Im on my iphone. I have pics and ill try to figure a way to post em up


----------



## Red Sox Fanatic (Jun 13, 2011)

So having been told that "terns" tend to be a bit more aggressive than reds,this just isnt true??


----------



## MFNRyan (Mar 27, 2011)

What color are the fin's under your fish? If they are a dark red or red color the reason your fish are having a yellowish tint would be due to diet. If you switch it up with more selection you may see the darker red come in.


----------



## ScarsandCars (Jul 17, 2011)

Theyre diet is pretty varied and healthy. The colors they have are bright. I guess Ill let them grow out alittle more and see what happens.

Thanks for the advice guys


----------



## MFNRyan (Mar 27, 2011)

Frank will know best, but I think you have a regular P. natt here not a "tern" The fins are red on the bottom an all. Could be the young age an just now getting their colors. Diet and water params play a big role in this also. I do not believe you have a "tern" set of P's though


----------



## hastatus (Jan 16, 2003)

Spotting is not proper for "tern".


----------



## ScarsandCars (Jul 17, 2011)

Is there a water parameter that im missing? I regularly test pH and ammonia levels. Since my ammonia levels are low and I change my water I figure my nitrate and nitrite levels would be okay. The temp is set at 76-78 degrees.

Their diet is raw slices of shrimp (shell and all), slices of tilapia, cichlid gold pellets, brine shimp, bloodworms, and occasional beef heart.

I just want to make sure I provide the healthiest conditions I can. The first piranhas i had (before i knew anything about fish keeping) rarely got water changes, or anywhere near a proper diet and they never had anything like this happen.

Thanks for helping me help my fish!


----------



## MFNRyan (Mar 27, 2011)

Low ammonia is good, but the cycle proccess produces Nitrates which are not good for young fish or nitrites which is easrlier in the cycle stage. You should check those two with ammonia the most. pH level is not so important as having a steady same pH all the time.

Supplied records:
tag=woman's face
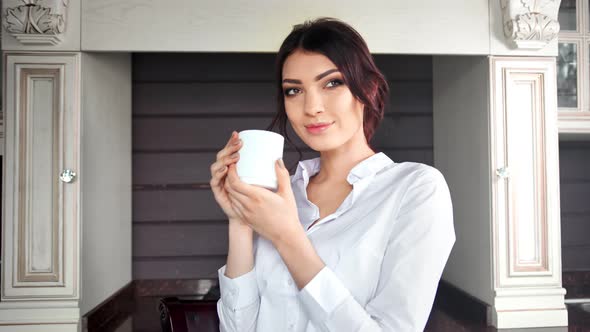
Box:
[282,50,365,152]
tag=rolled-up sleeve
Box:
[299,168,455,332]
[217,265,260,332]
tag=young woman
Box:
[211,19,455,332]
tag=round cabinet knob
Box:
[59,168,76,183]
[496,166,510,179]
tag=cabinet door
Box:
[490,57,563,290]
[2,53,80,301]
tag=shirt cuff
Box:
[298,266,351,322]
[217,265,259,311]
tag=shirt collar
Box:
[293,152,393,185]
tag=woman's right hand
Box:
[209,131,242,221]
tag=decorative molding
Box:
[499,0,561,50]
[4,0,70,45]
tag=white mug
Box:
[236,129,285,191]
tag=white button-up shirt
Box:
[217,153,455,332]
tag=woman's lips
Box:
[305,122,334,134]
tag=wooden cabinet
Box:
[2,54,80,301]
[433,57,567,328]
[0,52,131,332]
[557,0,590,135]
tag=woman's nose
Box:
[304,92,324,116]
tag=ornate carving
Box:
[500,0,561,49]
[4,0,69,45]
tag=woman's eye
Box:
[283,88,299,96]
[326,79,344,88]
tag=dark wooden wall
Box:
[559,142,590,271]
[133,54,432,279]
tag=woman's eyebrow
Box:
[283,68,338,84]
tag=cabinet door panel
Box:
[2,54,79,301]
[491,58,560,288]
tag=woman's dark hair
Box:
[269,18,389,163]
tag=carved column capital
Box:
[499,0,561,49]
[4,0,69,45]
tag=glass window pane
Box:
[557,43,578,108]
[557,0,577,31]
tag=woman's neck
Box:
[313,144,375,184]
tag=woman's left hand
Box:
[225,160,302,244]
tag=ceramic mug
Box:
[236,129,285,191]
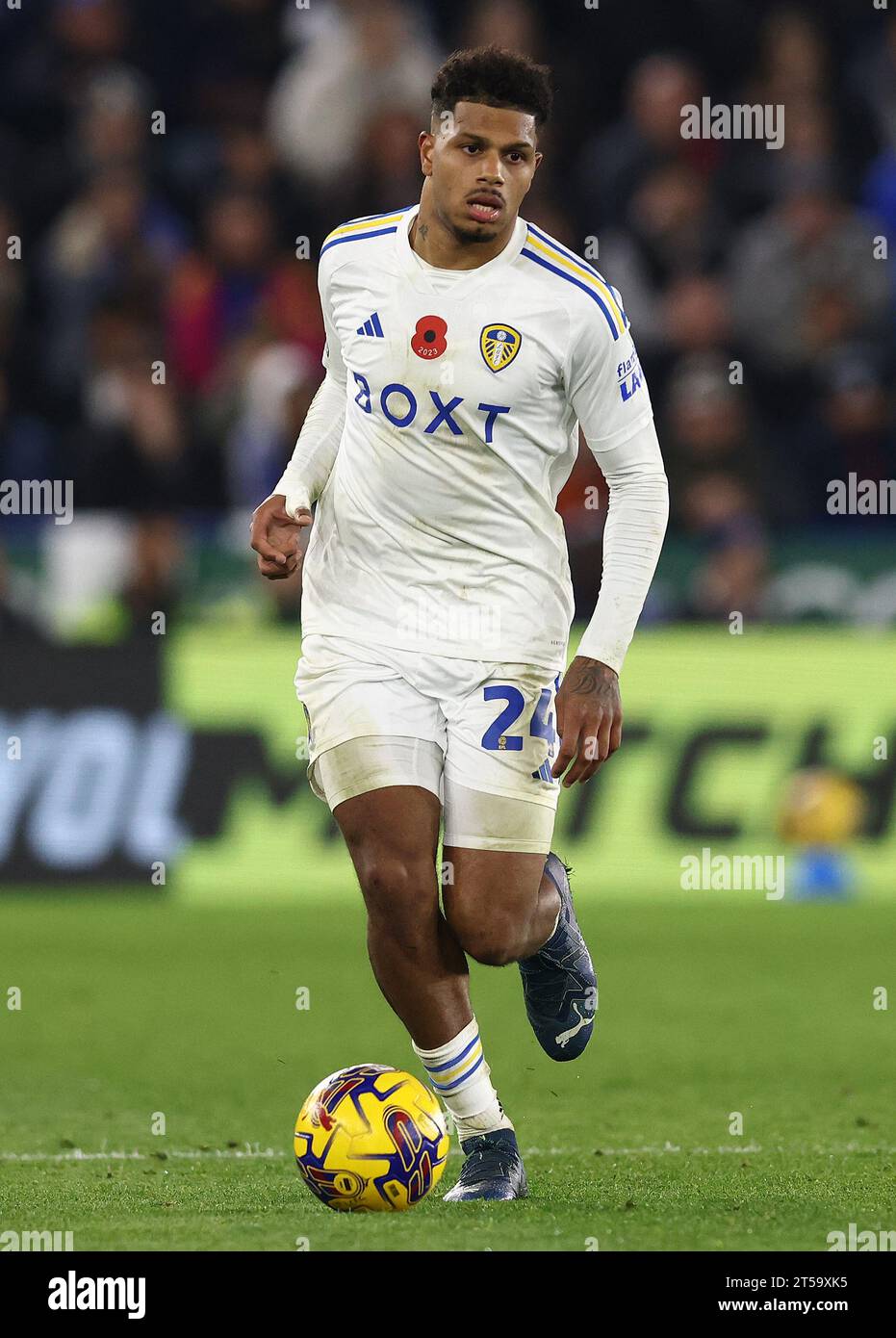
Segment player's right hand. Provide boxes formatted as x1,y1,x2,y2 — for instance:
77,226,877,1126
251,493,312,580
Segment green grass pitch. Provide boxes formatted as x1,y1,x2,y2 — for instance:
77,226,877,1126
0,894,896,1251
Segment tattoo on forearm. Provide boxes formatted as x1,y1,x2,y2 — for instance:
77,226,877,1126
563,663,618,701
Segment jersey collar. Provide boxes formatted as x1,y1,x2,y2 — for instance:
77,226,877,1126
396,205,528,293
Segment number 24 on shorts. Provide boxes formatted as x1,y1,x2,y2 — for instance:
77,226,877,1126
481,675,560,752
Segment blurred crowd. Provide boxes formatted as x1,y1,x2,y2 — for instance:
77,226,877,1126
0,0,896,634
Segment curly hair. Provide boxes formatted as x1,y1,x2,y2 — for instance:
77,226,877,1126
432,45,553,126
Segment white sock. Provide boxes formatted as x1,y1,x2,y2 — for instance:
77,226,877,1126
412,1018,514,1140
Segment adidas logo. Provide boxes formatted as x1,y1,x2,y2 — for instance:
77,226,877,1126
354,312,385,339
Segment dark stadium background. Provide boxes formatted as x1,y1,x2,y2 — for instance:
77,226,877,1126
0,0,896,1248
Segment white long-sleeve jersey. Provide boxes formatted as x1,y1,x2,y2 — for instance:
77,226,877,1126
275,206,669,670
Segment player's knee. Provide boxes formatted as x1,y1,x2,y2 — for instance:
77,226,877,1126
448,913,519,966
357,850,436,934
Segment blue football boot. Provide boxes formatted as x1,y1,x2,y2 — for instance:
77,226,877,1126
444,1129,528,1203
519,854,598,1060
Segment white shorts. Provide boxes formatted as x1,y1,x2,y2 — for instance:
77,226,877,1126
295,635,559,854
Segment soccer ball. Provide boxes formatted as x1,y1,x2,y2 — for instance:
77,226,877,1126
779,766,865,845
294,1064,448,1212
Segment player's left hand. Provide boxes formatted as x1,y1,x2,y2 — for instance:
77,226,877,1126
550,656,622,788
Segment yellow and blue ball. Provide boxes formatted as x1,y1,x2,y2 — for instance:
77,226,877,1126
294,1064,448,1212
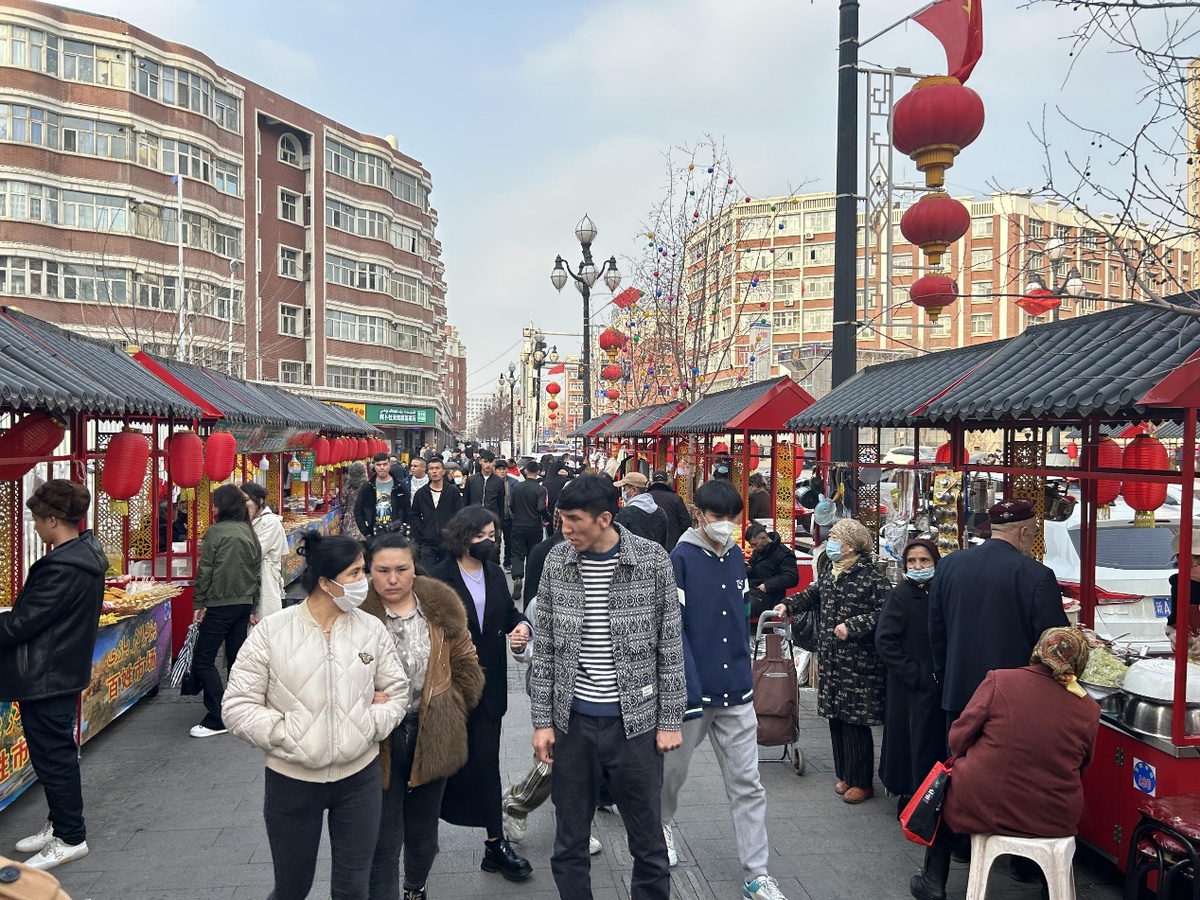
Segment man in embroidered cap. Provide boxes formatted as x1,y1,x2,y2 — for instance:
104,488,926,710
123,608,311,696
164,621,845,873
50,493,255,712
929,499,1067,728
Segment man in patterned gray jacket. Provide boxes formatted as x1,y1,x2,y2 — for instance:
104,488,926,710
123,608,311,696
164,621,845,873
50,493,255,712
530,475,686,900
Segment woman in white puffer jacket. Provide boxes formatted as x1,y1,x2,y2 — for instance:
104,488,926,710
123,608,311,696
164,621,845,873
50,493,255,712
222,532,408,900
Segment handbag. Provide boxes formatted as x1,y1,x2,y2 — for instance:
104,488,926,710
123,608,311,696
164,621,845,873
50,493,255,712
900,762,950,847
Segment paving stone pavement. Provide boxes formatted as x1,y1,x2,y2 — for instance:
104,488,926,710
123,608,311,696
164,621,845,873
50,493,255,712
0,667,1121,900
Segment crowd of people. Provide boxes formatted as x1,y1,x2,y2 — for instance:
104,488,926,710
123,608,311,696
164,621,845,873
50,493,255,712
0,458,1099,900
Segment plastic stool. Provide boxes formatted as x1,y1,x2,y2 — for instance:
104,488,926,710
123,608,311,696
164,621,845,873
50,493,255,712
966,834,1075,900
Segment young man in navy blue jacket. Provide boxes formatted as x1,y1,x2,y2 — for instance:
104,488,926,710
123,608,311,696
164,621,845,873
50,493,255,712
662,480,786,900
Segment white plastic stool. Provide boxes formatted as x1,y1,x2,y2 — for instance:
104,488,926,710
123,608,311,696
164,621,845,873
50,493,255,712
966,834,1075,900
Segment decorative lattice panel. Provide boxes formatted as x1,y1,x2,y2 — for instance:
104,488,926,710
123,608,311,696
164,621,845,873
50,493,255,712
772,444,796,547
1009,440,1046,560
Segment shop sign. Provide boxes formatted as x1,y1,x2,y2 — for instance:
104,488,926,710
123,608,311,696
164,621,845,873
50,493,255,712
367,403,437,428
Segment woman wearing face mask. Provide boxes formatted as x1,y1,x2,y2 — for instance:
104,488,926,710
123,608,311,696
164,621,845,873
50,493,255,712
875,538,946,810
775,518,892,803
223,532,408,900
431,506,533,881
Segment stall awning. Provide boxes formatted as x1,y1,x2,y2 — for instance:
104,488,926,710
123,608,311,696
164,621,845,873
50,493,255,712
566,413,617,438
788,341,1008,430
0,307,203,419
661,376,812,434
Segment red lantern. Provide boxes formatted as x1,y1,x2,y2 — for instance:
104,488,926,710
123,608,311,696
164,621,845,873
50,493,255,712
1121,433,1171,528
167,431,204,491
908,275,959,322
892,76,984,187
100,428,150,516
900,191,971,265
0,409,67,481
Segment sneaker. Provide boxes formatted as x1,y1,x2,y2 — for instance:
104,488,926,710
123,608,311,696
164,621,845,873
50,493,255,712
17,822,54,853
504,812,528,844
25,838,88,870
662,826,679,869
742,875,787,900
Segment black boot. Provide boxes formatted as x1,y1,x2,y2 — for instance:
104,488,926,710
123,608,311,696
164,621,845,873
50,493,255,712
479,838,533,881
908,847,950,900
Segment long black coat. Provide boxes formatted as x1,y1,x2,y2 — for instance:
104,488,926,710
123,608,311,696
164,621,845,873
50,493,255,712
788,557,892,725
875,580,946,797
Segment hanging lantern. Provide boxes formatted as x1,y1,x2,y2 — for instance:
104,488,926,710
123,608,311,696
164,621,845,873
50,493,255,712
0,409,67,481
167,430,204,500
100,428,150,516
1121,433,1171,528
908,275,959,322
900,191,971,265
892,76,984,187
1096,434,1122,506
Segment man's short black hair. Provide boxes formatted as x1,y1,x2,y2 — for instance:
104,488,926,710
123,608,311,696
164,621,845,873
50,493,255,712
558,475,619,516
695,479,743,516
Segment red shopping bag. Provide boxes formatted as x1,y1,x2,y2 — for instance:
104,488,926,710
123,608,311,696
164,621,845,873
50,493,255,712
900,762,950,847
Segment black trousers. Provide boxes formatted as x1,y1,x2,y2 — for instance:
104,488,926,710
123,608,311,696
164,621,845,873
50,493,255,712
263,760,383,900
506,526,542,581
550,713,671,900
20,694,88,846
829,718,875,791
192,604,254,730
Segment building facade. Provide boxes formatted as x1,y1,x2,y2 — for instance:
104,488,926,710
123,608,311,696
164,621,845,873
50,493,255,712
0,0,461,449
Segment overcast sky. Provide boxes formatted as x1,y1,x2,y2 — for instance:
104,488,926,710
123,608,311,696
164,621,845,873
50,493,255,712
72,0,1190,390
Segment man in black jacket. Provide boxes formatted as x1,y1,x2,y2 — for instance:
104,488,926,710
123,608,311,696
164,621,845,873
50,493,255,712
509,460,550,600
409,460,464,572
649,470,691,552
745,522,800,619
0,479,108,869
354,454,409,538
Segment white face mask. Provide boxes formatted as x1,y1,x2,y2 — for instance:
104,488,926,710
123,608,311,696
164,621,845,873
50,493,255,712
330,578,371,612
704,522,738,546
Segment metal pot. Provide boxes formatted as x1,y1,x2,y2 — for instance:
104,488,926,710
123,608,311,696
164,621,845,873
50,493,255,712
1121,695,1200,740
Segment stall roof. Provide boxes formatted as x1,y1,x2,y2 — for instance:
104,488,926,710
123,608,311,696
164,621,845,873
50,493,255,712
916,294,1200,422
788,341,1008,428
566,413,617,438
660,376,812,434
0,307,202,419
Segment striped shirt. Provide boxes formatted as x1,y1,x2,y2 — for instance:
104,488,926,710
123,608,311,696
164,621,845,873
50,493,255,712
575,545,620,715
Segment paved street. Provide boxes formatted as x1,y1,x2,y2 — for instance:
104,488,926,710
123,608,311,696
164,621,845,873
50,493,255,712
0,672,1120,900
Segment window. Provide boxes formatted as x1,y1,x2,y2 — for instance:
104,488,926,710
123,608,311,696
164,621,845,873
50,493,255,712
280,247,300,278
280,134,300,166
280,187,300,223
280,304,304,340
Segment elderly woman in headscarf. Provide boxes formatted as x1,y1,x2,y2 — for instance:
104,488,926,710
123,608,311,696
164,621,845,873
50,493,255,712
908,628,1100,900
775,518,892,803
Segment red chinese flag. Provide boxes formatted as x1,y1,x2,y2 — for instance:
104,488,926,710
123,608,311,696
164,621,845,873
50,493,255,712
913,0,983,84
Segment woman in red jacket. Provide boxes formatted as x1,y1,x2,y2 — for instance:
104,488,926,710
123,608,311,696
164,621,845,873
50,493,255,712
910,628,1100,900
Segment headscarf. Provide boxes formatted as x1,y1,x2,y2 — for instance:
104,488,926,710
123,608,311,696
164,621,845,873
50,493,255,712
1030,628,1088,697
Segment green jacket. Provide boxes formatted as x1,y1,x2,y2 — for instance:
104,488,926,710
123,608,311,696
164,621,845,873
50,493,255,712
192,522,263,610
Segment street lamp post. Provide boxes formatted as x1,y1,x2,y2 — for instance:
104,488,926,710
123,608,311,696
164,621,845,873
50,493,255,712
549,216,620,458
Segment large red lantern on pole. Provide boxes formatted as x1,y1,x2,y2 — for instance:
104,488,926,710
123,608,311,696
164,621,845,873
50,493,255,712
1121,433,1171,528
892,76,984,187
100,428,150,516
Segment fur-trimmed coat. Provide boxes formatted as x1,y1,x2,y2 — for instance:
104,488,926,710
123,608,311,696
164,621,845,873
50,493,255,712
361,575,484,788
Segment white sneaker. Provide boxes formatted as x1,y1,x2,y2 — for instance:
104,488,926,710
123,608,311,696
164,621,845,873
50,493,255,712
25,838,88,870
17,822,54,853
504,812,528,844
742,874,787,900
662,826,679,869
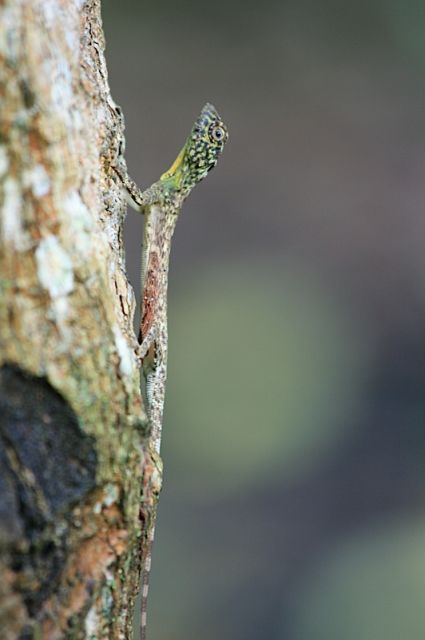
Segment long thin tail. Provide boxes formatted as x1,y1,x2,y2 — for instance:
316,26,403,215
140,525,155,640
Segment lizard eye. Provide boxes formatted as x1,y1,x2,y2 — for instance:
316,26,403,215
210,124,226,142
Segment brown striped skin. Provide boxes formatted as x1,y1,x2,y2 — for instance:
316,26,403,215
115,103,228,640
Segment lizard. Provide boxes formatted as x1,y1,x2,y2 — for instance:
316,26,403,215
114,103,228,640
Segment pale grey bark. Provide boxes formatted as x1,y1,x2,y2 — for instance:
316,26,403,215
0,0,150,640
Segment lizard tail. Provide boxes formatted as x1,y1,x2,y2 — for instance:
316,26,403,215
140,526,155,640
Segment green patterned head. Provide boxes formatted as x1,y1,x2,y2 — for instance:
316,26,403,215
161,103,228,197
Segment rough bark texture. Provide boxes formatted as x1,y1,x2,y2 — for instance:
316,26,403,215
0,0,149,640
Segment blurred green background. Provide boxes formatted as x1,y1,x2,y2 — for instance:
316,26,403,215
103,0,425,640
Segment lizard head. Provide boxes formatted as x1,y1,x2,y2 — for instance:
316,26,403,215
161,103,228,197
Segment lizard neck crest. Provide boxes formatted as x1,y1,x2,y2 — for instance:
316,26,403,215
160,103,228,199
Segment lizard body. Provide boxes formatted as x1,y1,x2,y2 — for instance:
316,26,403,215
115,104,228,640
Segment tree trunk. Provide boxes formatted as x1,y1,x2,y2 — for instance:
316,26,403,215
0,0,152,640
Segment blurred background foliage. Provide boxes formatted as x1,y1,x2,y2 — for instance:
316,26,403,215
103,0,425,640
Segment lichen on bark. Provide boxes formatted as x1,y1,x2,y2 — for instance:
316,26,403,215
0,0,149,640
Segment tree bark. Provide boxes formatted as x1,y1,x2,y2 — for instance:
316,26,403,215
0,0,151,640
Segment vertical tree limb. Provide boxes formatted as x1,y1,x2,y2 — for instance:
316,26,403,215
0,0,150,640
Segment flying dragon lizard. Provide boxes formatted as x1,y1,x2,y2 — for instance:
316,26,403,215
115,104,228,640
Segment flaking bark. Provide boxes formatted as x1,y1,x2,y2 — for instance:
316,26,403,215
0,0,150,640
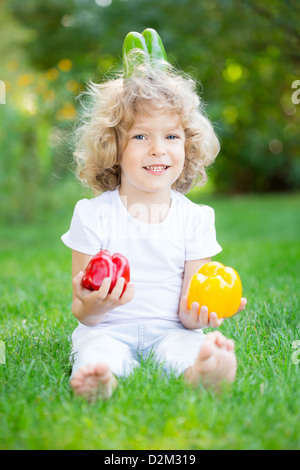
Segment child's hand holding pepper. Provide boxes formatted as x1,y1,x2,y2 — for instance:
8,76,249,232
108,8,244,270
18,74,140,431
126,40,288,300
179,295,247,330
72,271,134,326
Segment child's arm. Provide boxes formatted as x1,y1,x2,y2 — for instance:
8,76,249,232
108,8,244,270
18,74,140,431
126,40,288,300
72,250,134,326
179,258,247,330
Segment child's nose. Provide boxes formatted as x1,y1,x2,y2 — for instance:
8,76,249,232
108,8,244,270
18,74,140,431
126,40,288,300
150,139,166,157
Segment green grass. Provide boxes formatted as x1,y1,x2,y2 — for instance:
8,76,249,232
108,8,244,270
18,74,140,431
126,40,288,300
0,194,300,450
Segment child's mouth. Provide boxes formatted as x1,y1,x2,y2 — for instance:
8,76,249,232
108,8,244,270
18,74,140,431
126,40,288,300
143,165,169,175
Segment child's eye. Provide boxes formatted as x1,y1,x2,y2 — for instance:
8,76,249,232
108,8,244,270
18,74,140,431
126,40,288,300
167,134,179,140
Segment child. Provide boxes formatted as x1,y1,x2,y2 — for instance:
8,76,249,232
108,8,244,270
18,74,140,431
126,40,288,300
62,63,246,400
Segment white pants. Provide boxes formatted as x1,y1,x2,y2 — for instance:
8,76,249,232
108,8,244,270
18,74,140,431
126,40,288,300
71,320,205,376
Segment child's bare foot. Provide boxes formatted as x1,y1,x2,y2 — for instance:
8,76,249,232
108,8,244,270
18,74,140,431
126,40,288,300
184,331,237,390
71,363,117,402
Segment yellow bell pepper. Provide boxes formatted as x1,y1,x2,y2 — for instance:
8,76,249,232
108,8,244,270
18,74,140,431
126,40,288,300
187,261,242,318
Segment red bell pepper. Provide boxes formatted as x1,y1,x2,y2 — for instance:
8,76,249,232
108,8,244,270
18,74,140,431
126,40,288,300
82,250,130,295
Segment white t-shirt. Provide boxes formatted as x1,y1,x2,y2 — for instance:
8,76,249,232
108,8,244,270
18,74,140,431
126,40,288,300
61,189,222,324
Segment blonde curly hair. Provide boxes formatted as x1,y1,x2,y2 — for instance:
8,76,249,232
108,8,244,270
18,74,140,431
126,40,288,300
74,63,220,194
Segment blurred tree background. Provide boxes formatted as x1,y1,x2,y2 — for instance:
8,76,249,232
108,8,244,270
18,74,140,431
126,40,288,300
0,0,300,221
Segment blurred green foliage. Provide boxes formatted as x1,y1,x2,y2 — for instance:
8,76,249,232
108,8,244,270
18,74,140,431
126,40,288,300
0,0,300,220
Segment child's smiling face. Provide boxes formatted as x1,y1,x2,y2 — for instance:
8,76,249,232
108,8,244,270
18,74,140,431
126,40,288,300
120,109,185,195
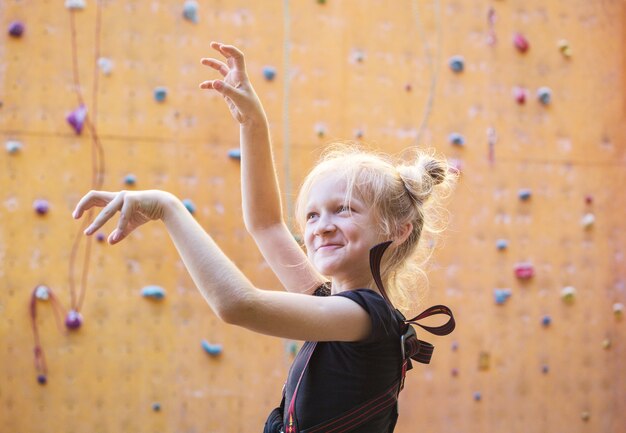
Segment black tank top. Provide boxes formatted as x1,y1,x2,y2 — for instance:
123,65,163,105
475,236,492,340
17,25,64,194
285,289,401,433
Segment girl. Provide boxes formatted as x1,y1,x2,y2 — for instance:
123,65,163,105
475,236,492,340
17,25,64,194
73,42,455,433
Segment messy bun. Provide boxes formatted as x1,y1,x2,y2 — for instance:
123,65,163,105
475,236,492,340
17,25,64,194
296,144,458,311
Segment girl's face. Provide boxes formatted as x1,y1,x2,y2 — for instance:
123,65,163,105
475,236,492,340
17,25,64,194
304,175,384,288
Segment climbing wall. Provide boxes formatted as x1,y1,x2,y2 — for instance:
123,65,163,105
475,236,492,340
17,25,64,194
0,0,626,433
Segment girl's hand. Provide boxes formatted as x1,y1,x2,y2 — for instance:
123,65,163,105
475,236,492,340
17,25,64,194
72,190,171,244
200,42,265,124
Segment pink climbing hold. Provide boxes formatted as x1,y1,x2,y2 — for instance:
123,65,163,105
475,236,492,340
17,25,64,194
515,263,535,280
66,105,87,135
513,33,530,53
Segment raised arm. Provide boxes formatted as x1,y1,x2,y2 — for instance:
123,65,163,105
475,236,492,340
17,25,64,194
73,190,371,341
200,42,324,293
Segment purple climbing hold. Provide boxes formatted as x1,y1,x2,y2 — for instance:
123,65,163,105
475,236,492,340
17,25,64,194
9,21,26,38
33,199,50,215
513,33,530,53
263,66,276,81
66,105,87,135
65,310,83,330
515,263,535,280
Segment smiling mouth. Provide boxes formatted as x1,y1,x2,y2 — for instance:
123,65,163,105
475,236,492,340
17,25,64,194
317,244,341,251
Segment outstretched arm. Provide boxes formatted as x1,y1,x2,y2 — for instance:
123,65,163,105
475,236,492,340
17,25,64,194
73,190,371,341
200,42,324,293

Problem set:
1: Give the lines of the entries from the line containing "Segment purple climbing" through the last line of the entries as a JSON list of strings, one string per line, leaving out blank lines.
2: Continue the forum thread about piranha coloring and water conditions from where it stops.

In response:
1:
[
  "Segment purple climbing hold. Provide boxes formatted as x1,y1,x2,y2 — for instance:",
  "123,65,163,105",
  "475,236,492,340",
  "17,25,64,194",
  "9,21,26,38",
  "33,199,50,215",
  "513,33,530,53",
  "263,66,276,81",
  "66,105,87,135",
  "65,310,83,330",
  "515,263,535,280",
  "Segment smiling mouth. Provide boxes formatted as x1,y1,x2,y2 — for instance:",
  "123,65,163,105",
  "475,236,492,340",
  "17,25,64,194",
  "317,244,341,251",
  "Segment outstretched arm. Provide boxes formatted as x1,y1,x2,y2 — for instance:",
  "123,65,163,105",
  "475,236,492,340",
  "17,25,64,194",
  "73,190,371,341",
  "200,42,324,293"
]

2:
----------



## ScarsandCars (Jul 17, 2011)

Ill scoop up and nitrate/nitrite test kit. Whats the best ways to regulate those levels?

Also, these are the first piranhas ive ever had in a tank with sand for substrate. Would that effect their colors?


----------



## MFNRyan (Mar 27, 2011)

Not really, sdand doesn't matter it will be ok. The hue somewhat changes their color. darker hue makes darker fish and lighter hue lighter fish, also tank location in asp[ect of natural light in the tank will change the color. Nitrite is ammonia breaking down, the way to keep this in check is good buio filtration.. nitrates is the final product of your cycle, you keep this in check by water changes.. that's the only way to clear nitrates in a clposed home tank set up.. Good luck bud


----------



## Wallah Suriel (Jul 17, 2011)

Awesome color!


----------



## locust (Aug 2, 2005)

"Ternetzi" at roughly the same size














you just know those big spots/big heads are gonna produce a real pygo


----------



## BRUNER247 (Jun 2, 2010)

Rbp. The yellow/orange will change to red. They're just starting to get color. Its like rhoms eyes. They start out orange n work up to red. I bet within a couple weeks they'll look like any other rbp out there


----------



## ScarsandCars (Jul 17, 2011)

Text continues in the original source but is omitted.